━━━━━ Data provided ━━━━━

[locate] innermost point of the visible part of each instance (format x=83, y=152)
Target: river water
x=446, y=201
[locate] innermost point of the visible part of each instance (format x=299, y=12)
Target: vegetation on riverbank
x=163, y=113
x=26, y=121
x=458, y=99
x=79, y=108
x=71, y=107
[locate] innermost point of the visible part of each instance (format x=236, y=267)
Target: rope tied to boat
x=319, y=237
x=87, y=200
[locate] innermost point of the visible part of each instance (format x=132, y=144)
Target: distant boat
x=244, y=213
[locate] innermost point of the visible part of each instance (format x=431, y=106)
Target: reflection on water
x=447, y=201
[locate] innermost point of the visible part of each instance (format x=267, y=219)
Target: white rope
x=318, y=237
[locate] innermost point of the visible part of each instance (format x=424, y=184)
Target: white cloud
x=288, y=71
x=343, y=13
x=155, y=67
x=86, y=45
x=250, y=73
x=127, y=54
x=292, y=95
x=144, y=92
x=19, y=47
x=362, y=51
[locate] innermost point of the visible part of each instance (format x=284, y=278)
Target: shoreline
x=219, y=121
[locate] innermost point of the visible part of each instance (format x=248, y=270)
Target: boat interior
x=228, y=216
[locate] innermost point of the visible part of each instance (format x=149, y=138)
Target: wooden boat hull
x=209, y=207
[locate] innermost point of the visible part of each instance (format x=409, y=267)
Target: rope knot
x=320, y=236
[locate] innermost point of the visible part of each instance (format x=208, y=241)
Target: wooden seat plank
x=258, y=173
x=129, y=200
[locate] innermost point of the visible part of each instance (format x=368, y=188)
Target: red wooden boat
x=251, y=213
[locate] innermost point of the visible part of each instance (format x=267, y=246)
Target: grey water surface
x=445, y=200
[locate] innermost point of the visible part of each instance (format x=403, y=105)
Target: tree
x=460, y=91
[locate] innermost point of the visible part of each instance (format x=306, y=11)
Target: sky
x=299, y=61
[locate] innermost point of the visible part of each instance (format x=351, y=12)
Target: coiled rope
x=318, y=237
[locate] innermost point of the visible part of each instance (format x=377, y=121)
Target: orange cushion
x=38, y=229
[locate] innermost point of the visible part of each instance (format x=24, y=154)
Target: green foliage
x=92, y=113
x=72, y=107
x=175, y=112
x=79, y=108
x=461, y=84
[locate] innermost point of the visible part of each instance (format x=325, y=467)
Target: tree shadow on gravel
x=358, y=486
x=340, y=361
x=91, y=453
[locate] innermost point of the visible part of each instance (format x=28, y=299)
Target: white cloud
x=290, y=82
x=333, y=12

━━━━━

**Exercise requirements**:
Retype the entries one by one, exactly.

**Exercise output**:
[locate] innermost point of the visible part of each instance (format x=83, y=152)
Target: river water
x=446, y=201
[locate] innermost point of the visible part of each instance (format x=299, y=12)
Target: vegetation on riverbank
x=163, y=113
x=26, y=121
x=458, y=99
x=79, y=108
x=71, y=107
[locate] innermost point of the visible part of each instance (format x=236, y=267)
Target: rope tied to boat
x=319, y=237
x=87, y=200
[locate] innermost point of the visible part of each instance (format x=132, y=144)
Target: distant boat
x=244, y=213
[locate] innermost point of the visible part of each instance (format x=431, y=106)
Target: reflection on water
x=447, y=201
[locate] innermost point of the visible part of each instance (format x=267, y=219)
Target: white rope
x=318, y=237
[locate] innermost point of the visible part of each instance (format x=424, y=184)
Target: white cloud
x=288, y=71
x=343, y=13
x=155, y=67
x=86, y=45
x=250, y=73
x=127, y=54
x=292, y=95
x=144, y=92
x=19, y=47
x=362, y=51
[locate] innermost point of the visible part of each instance (format x=284, y=278)
Target: shoreline
x=219, y=121
[locate] innermost point of the visible part of each instance (format x=248, y=270)
Target: boat interior
x=228, y=216
[locate] innermost point of the visible part of each instance (format x=149, y=138)
Target: wooden boat hull
x=209, y=207
[locate] innermost point of the visible part of each instance (format x=409, y=267)
Target: rope knot
x=320, y=236
[locate] innermost point of the visible part of each instance (format x=208, y=241)
Target: wooden seat plank
x=258, y=173
x=129, y=200
[locate] innermost point of the visible part of each instance (format x=368, y=188)
Target: red wooden boat
x=251, y=213
[locate] innermost point of the visible part of each instance (format x=267, y=246)
Target: grey water surface
x=445, y=200
[locate] innermost point of the visible part of each instance (format x=403, y=105)
Target: tree
x=460, y=91
[locate] innermost point of the visible part of each instance (format x=306, y=11)
Target: sky
x=299, y=61
[locate] innermost point of the visible part of each instance (format x=351, y=12)
Target: coiled rope
x=318, y=237
[locate] innermost point of the visible part of each instance (format x=377, y=121)
Target: orange cushion
x=38, y=229
[locate] innermost point of the visible part of each instance (format x=24, y=154)
Target: green foliage
x=92, y=113
x=72, y=107
x=175, y=112
x=79, y=108
x=461, y=84
[locate] innermost point of the visible part of each instance (format x=325, y=467)
Target: tree shadow on gravel
x=358, y=486
x=340, y=361
x=91, y=453
[locate] innermost point of the visible part of each instance (format x=28, y=299)
Target: white cloud
x=290, y=82
x=333, y=12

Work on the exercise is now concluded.